**EXERCISE OBJECTIVE**
Here are some records; quote them exactly, leaving out the pictures.

START RECORDS TO USE

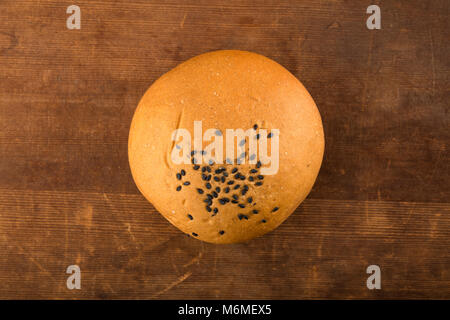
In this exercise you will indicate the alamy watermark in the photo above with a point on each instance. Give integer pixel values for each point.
(251, 146)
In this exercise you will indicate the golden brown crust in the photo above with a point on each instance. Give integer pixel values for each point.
(226, 89)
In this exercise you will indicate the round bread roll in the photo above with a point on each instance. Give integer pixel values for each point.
(214, 194)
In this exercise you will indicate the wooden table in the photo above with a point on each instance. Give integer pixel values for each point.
(67, 196)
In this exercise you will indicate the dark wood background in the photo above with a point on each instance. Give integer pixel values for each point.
(67, 195)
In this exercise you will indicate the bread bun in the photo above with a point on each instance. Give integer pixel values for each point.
(240, 198)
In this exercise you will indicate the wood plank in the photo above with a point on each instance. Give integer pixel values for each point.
(125, 249)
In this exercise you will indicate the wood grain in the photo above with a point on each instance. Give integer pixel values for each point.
(67, 196)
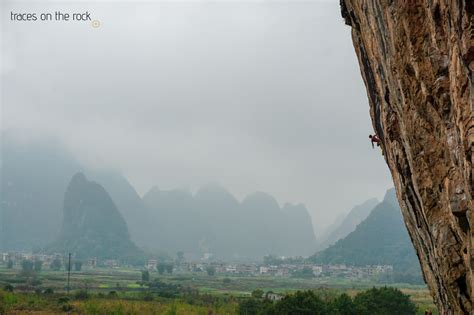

END RECORDS TO USE

**OUTPUT FOR THIS TASK**
In this exercise you will indicate the alamy watermark in the photo above with a point on each instance. Give integer pixel values for each point.
(251, 146)
In this exercise you will indicate the golden brown crust in the photo above with a point on each instance. Give integer pixel values for each point.
(226, 89)
In this exercise you will indicate the round bread roll in the photo above with a point on each instance. Give integer pixel values for each point.
(214, 194)
In this exercise you will indicate the wooden table in the photo above with a point on each instance. Give integer pixel values for each point.
(67, 196)
In this exercise you will indicate the dark wood background in the photo above with a point on each instance. Give integer pixel values for each point.
(67, 195)
In this exercise you will indicate the bread bun in the photo above with a point on each instance. Give integer pixel values for each point.
(240, 198)
In this exercise you will indicate the wood plank in the photo above with a point on each instance. Give integer pixel values for each point.
(125, 249)
In this exercise you will indicate the wood grain in the photo above with a point on each instance. Give integer pixel values for each point.
(67, 196)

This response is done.